Information supplied
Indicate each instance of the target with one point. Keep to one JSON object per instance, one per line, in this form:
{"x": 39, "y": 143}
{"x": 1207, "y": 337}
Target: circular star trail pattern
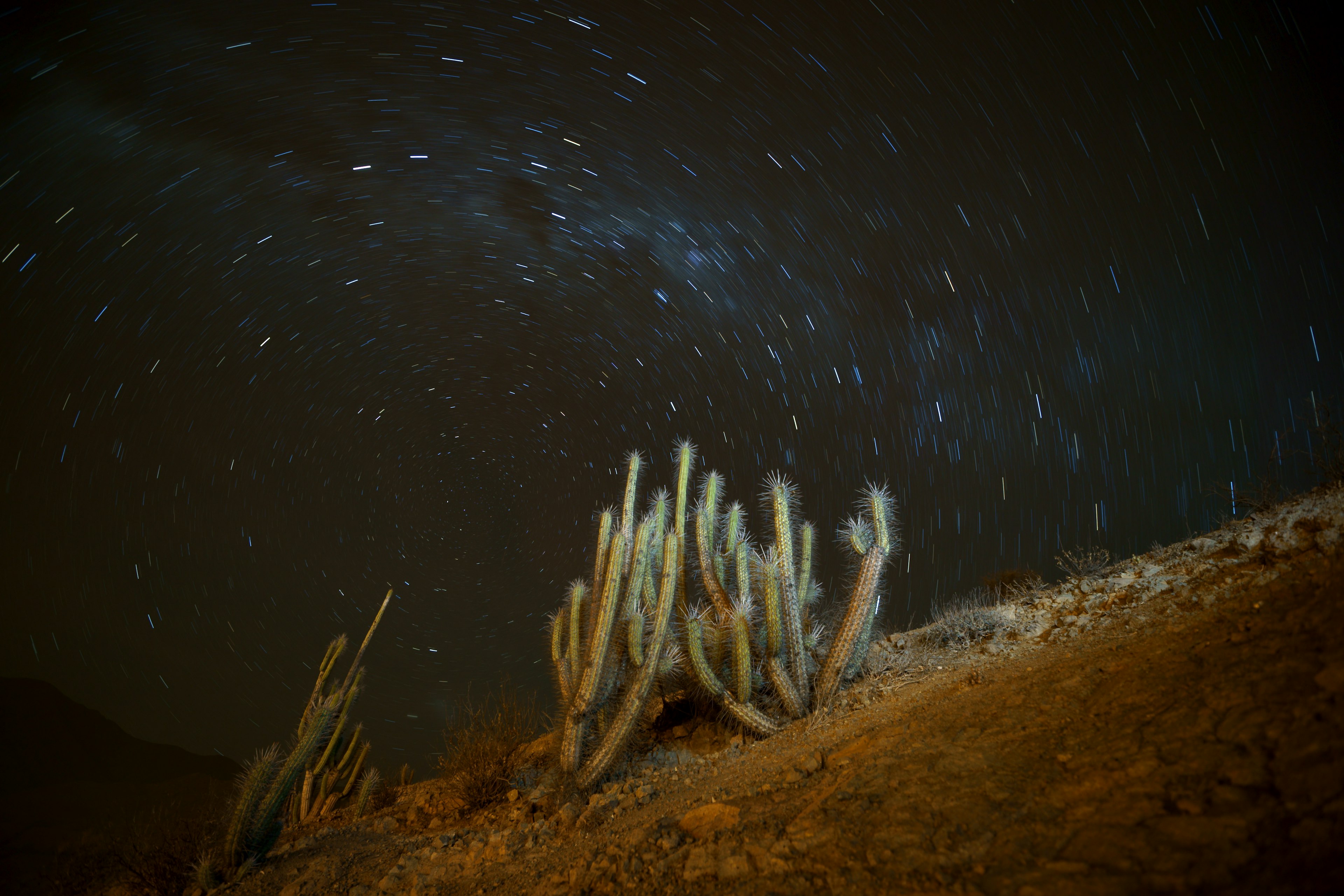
{"x": 303, "y": 303}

Exercise
The records above are to be repeated exactly, with every picture removed from the copy.

Solved exercise
Indicate each instance of the target with one point. Keep to one JSON object per instance, one per line, in this form:
{"x": 39, "y": 143}
{"x": 1207, "y": 337}
Target: circular star trail pattern
{"x": 303, "y": 303}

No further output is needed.